**Your goal**. Can you put the records below into a numbered list, one line per item, with blank lines and the pictures left out?

**Record list**.
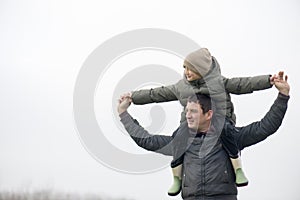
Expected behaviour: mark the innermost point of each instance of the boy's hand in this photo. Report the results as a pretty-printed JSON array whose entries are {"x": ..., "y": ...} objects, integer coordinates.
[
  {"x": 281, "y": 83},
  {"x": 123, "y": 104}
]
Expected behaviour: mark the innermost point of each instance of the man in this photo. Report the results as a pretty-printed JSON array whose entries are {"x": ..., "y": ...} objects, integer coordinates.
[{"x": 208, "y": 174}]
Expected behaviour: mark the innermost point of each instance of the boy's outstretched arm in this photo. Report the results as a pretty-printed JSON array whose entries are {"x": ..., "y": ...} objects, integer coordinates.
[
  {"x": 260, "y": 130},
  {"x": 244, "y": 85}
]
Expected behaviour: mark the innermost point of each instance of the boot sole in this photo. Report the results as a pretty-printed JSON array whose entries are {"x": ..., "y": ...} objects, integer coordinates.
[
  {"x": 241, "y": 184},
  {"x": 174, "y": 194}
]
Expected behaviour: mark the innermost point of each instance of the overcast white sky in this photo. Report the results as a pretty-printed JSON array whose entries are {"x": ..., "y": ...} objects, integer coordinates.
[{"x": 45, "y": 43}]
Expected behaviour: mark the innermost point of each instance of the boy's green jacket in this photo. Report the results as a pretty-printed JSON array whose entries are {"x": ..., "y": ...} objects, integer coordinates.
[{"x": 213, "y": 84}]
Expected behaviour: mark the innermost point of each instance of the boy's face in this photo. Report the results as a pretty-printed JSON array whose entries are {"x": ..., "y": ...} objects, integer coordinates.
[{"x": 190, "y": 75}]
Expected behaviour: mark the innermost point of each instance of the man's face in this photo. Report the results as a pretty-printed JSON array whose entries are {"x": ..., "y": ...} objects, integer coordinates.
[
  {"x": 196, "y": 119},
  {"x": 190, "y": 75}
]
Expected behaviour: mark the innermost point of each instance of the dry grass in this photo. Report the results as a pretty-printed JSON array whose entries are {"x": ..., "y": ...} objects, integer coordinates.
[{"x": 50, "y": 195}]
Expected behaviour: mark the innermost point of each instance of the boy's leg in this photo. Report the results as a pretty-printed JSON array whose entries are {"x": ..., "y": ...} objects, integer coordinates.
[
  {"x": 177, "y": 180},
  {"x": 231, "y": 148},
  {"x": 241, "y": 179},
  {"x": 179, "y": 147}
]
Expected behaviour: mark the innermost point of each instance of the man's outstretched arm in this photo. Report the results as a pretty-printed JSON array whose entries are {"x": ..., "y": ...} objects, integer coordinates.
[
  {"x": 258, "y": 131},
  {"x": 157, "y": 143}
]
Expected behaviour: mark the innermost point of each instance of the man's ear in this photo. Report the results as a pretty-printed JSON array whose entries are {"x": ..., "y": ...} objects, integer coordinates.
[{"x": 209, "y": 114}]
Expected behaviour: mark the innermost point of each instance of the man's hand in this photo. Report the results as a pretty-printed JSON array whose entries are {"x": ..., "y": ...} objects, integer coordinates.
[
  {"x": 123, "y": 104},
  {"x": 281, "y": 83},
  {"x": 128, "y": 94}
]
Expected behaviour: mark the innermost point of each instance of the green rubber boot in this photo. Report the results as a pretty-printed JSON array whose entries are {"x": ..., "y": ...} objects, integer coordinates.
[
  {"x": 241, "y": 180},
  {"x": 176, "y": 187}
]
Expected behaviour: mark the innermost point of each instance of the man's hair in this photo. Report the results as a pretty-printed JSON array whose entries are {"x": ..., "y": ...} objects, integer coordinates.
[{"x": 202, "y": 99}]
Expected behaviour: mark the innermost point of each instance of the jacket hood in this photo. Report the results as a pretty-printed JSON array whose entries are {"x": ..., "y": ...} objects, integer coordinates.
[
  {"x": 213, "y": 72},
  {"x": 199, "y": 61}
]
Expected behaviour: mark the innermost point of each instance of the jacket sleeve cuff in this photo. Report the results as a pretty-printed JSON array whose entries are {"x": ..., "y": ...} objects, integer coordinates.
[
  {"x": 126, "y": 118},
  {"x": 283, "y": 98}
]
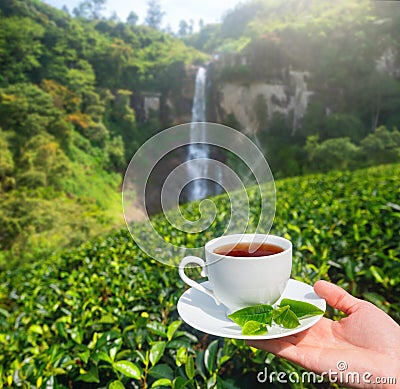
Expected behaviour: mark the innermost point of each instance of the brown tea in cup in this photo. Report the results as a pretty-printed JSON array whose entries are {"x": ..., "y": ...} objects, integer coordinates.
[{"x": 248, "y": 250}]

**Correct answer**.
1. Expected behaviour: mark the innermost point of each instance of the boy's hand in this photo. Report the results as a pretty-printed JSON array whose entries are {"x": ..., "y": ...} objects, integer coordinates.
2. [
3.   {"x": 281, "y": 83},
4.   {"x": 123, "y": 104}
5. ]
6. Expected behaviour: mark the innermost point of each instance of the man in this photo. Report the results as a pretty-printed JSON array whose entries are {"x": ..., "y": ...} objects, integer coordinates.
7. [{"x": 208, "y": 174}]
8. Expected behaviour: mark the innermost point of each instance of the boy's outstretched arm in this photo. Report the results as a pretty-printed JSON array whose entries are {"x": ..., "y": ...} objects, integer coordinates.
9. [
10.   {"x": 260, "y": 130},
11.   {"x": 244, "y": 85}
12. ]
13. Expected behaviour: mark the innermost point of each instance of the boot sole in this photo. Report the results as a pretty-printed JSON array whose entries are {"x": ..., "y": ...} objects, integer coordinates.
14. [
15.   {"x": 241, "y": 184},
16.   {"x": 174, "y": 194}
17. ]
18. Expected behaviour: mark the innermost point of each instance of the overcast white sky in this photo. Report the results as a pretty-printed JSON array whose entries are {"x": ..., "y": ...} objects, integer coordinates.
19. [{"x": 45, "y": 43}]
20. Expected behaviour: mark the innermost point of each instance of the boy's green jacket in this photo. Report the results as a pretty-printed JSON array whose entries are {"x": ..., "y": ...} objects, integer coordinates.
21. [{"x": 213, "y": 84}]
22. Expected behaviour: mark the innermost point of each instance of the boy's face in this photo. Report the results as a pretty-printed JSON array whose entries are {"x": ..., "y": ...} objects, integer coordinates.
23. [{"x": 190, "y": 75}]
24. Expected behaviour: mark the innermost point of each instance of the man's face in this photo. Report the results as a pretty-printed JSON array whose entries are {"x": ..., "y": ...} objects, integer coordinates.
25. [
26.   {"x": 196, "y": 119},
27.   {"x": 190, "y": 75}
28. ]
29. Expected behaviour: mark the innermost point of each instance of the dry grass in this photo. Report the results as a pretty-printed JSON array whose entries are {"x": ..., "y": ...} objects, integer coordinates.
30. [{"x": 50, "y": 195}]
31. Expected behaviour: mark the innermost point of each instance of the boy's leg in this photo. Report the results as a pretty-printed JSON array whose entries are {"x": ..., "y": ...} objects, integer coordinates.
32. [
33.   {"x": 177, "y": 180},
34.   {"x": 231, "y": 148},
35.   {"x": 241, "y": 179},
36.   {"x": 179, "y": 147}
37. ]
38. Expected behaviour: mark the innermost point of each instance of the man's outstretched arm in this photo. Report the results as a pretty-printed JSON array whose entries are {"x": ..., "y": ...} objects, integer coordinates.
39. [
40.   {"x": 258, "y": 131},
41.   {"x": 157, "y": 143}
42. ]
43. Expected behaviour: mark the innermost point of each instance of the man's ear in this photo. Report the results as a pretty-printed JSON array whose entries are {"x": ..., "y": ...} objects, integer coordinates.
44. [{"x": 209, "y": 114}]
45. Expected behaviour: mark the innermost point of each instance of the man's hand in this photo. Report the results as a pretty-printed JSON array whose entries are {"x": ..., "y": ...} objects, integer coordinates.
46. [
47.   {"x": 123, "y": 104},
48.   {"x": 281, "y": 83},
49.   {"x": 128, "y": 94}
50. ]
51. Expected behaviour: mark the innermost point of each instance of the green rubber boot in this photo. Report the results as a pretty-printed JSON array whose entries are {"x": ..., "y": ...} objects, integer coordinates.
52. [
53.   {"x": 241, "y": 180},
54.   {"x": 176, "y": 187}
55. ]
56. Expected behaviour: mark the innermost point of each instance of the man's hair in this photo. Report the results as a pretty-printed JSON array whose entries are {"x": ..., "y": ...} objects, integer coordinates.
57. [{"x": 202, "y": 99}]
58. Expected behaviour: mark the innermost point of each instance of the jacket hood in this photo. Report the results as a pretty-printed JSON array whose entries are {"x": ..., "y": ...} objects, integer coordinates.
59. [
60.   {"x": 213, "y": 72},
61.   {"x": 199, "y": 61}
62. ]
63. Expected behaviour: mark the innermost point of each instance of the jacket sleeve cuff in this photo. Report the results as a pretty-printed JSON array whose entries are {"x": ..., "y": ...} objects, integer coordinates.
64. [
65.   {"x": 126, "y": 118},
66.   {"x": 283, "y": 98}
67. ]
68. Expected behaviour: mark the innermost point of each instance of the brown tea in cup in this photo. Report the results as a pretty-printed JSON array whose entries are {"x": ..., "y": ...} objects, integer coordinates.
69. [{"x": 248, "y": 250}]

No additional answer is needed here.